## Your instructions
Echo everything in the material from the line containing "Exercise. Point out every instance of the shirt" down to the line containing "point(806, 456)", both included.

# Start of Data listing

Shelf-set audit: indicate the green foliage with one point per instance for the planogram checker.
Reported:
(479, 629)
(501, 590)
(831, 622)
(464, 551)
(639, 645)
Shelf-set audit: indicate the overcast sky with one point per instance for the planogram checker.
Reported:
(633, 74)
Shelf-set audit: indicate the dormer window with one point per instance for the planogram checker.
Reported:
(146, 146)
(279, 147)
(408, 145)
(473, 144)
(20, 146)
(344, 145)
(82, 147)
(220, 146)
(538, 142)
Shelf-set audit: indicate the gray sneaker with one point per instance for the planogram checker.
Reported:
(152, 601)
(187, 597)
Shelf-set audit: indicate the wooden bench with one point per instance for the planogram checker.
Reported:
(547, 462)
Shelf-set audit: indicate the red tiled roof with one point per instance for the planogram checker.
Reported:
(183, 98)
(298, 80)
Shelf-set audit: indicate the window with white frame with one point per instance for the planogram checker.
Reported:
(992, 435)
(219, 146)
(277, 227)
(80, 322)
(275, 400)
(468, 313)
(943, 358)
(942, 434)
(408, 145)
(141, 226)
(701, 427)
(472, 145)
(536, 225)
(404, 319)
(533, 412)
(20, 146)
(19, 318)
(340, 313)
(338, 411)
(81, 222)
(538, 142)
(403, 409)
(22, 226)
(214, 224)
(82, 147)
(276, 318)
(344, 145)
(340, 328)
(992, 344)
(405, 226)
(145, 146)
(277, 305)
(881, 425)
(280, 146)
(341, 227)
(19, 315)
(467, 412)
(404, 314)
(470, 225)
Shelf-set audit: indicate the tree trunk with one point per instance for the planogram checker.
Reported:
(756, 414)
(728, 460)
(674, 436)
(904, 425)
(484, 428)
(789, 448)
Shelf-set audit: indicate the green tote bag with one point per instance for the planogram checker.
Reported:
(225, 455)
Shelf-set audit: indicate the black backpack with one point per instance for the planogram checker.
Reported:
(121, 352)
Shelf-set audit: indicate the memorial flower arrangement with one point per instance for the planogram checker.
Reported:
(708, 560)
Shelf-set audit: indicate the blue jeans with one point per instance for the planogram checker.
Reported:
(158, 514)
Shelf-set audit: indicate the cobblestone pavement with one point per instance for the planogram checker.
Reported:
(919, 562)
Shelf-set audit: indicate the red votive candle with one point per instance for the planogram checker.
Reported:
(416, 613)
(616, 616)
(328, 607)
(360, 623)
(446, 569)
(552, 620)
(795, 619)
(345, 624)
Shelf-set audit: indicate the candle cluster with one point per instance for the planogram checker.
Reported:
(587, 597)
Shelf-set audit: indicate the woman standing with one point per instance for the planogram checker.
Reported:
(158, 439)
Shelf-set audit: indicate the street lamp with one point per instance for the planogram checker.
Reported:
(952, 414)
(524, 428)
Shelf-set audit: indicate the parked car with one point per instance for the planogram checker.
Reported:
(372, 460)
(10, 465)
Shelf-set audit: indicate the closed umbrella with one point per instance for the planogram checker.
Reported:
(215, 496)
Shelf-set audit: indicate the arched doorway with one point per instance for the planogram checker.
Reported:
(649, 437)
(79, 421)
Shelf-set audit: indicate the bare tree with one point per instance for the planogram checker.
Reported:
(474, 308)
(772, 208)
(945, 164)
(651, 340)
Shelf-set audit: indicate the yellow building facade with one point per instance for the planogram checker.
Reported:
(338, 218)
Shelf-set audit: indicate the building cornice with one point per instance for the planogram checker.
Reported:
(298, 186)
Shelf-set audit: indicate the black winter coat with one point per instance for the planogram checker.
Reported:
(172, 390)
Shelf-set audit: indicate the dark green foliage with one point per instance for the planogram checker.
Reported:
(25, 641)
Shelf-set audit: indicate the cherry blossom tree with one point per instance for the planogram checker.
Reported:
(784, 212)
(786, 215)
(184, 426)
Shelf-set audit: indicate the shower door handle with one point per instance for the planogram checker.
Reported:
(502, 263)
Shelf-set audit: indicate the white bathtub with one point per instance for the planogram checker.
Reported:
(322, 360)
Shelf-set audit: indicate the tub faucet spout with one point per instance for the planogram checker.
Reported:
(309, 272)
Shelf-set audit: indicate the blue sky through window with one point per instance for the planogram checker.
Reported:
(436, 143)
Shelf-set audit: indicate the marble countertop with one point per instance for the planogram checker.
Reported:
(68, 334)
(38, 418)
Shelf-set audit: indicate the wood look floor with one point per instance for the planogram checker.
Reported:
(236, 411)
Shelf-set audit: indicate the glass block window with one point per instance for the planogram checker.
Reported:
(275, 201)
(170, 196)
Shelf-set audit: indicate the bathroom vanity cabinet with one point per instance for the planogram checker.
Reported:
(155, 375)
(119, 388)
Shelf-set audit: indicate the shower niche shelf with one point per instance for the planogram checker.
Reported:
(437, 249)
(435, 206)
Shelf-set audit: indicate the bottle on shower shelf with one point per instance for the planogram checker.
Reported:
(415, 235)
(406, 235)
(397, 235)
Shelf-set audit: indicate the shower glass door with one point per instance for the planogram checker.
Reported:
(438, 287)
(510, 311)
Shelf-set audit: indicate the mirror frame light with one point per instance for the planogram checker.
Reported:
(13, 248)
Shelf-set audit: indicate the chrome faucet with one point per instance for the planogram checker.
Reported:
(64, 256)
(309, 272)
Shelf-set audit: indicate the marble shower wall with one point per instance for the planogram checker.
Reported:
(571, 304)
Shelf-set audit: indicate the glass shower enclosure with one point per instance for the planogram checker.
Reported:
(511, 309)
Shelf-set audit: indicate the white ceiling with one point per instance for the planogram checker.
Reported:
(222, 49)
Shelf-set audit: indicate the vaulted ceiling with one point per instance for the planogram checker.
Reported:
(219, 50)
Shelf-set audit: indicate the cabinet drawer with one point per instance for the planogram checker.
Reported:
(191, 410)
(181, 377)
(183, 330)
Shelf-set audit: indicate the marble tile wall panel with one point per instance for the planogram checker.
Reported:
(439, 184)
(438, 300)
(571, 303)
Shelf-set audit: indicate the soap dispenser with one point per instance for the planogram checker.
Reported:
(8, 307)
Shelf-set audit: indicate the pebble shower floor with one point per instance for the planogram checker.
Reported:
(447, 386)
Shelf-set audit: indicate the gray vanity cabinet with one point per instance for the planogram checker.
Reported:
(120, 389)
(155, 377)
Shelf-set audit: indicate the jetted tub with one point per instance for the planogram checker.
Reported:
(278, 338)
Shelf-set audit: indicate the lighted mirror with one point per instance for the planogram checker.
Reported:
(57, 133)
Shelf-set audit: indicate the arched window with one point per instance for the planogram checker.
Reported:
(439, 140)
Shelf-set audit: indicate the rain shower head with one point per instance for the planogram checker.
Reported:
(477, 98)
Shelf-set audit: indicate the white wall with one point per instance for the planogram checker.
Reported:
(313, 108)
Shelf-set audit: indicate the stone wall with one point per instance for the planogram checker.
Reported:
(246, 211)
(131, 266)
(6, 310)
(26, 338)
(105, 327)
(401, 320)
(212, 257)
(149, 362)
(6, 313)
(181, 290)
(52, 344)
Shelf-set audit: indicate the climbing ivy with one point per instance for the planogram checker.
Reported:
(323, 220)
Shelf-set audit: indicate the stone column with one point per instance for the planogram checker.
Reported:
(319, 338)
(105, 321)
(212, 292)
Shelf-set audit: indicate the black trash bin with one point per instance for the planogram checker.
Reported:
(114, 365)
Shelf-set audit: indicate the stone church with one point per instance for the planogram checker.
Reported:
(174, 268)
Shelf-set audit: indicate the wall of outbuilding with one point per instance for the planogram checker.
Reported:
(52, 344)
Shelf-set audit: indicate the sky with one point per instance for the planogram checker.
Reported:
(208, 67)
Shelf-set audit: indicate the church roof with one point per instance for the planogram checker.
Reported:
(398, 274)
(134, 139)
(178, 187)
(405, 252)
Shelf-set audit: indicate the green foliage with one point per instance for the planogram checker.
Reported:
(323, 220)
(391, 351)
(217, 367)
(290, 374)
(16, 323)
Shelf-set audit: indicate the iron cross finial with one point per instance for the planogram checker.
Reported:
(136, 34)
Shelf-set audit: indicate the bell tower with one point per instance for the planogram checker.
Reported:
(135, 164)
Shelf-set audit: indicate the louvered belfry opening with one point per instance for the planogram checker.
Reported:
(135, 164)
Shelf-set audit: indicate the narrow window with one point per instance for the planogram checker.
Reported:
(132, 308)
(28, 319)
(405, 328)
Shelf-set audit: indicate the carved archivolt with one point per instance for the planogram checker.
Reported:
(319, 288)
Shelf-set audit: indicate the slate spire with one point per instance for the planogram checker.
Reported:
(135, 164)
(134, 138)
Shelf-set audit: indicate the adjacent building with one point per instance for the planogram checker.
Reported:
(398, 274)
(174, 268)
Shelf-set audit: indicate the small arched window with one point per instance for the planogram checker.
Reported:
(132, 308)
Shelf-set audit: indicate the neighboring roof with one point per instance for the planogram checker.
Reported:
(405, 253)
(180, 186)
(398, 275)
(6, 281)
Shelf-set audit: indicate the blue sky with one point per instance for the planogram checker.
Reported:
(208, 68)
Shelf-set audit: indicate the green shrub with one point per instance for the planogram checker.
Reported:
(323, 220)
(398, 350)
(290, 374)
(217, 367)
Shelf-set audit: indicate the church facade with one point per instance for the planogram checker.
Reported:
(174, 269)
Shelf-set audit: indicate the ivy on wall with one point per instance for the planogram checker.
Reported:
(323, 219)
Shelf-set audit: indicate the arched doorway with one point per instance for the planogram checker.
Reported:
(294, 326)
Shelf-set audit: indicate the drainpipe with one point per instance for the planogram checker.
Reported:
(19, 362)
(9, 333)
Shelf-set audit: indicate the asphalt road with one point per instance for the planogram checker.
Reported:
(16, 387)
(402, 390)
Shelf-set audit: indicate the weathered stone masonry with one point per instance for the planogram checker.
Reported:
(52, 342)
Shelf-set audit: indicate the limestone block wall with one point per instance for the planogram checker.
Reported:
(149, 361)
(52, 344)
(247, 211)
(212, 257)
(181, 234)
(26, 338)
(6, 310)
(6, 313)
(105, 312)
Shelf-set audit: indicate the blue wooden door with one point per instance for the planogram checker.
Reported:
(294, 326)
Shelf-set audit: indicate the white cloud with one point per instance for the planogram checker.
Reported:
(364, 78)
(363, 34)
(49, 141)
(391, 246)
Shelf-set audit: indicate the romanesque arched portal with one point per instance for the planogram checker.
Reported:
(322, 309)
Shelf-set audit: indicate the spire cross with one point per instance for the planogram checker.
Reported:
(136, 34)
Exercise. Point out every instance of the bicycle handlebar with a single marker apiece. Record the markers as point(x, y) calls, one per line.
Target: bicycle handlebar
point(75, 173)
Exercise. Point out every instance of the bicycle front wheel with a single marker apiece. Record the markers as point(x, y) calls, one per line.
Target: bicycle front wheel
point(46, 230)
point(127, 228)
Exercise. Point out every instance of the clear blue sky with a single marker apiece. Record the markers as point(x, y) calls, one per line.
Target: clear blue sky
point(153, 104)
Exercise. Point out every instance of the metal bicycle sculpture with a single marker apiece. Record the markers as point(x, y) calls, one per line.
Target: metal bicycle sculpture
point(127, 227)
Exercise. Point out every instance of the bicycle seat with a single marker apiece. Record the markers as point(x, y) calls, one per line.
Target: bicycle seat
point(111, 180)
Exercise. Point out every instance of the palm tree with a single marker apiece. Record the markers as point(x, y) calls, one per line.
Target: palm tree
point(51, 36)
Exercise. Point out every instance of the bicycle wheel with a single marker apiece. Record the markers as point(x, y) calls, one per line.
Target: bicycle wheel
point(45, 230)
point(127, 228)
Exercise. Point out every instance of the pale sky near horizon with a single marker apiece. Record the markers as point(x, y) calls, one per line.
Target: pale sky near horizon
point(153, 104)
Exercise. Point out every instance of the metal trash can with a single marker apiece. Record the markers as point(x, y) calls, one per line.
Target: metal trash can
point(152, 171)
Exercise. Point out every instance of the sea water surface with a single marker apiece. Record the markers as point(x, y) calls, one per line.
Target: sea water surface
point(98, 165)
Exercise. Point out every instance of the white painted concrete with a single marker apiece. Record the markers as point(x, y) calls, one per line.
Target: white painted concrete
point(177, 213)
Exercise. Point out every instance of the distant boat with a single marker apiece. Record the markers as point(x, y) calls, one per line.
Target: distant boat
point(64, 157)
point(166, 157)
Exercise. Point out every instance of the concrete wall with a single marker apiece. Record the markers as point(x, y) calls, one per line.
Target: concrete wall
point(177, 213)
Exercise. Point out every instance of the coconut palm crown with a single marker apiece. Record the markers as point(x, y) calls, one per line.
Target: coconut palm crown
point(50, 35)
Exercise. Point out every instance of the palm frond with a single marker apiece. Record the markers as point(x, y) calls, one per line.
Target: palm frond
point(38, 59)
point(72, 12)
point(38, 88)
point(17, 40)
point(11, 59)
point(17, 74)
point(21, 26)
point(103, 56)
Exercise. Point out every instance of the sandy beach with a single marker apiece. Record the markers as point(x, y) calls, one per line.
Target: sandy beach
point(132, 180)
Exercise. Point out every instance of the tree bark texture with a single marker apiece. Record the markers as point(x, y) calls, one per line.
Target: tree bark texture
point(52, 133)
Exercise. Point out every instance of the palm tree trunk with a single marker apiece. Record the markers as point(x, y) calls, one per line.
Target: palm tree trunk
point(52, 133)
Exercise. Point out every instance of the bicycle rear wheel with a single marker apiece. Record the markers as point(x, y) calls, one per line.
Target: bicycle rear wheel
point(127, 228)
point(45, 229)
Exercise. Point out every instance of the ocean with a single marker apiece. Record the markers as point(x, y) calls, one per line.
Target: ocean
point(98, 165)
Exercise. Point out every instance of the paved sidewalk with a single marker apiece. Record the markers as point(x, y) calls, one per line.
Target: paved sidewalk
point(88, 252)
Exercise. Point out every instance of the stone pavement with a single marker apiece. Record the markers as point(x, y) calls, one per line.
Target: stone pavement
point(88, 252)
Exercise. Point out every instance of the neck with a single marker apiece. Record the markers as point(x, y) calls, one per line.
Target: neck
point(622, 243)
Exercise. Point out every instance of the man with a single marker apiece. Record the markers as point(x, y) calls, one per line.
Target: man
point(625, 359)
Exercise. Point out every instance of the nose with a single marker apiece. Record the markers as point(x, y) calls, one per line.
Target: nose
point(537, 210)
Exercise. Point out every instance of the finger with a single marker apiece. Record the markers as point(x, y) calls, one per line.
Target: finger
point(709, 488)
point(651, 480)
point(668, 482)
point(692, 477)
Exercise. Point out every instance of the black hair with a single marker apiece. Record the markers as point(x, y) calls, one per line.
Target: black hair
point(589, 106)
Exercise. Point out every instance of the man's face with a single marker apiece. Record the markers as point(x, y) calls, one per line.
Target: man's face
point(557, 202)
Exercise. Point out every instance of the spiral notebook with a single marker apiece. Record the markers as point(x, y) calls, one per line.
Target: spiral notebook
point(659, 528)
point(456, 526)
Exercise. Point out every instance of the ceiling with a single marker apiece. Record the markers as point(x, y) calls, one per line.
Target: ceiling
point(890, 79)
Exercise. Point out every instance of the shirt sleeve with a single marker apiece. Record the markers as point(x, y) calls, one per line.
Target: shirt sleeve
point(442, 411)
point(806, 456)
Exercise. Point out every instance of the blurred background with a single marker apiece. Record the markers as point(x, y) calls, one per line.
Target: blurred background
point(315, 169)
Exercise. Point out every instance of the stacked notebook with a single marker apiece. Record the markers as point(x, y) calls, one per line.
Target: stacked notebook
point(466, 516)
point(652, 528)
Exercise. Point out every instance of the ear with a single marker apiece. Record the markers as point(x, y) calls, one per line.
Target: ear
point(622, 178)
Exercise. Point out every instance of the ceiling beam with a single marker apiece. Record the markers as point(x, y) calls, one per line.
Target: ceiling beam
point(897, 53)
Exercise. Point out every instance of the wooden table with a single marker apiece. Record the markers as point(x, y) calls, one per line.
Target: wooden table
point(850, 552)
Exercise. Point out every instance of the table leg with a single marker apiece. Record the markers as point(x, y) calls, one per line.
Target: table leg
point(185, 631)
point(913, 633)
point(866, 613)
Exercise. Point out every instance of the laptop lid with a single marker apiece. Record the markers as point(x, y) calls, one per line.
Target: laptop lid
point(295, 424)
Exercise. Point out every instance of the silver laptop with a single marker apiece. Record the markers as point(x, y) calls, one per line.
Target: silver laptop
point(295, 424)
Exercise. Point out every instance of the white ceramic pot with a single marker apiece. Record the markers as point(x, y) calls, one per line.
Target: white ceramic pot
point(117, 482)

# End of Data listing

## Right answer
Exercise. Point out every instance of the shirt sleeve with a single marker apiece. Record the markers as point(x, y) calls, one per line.
Target: shirt sleeve
point(442, 411)
point(806, 456)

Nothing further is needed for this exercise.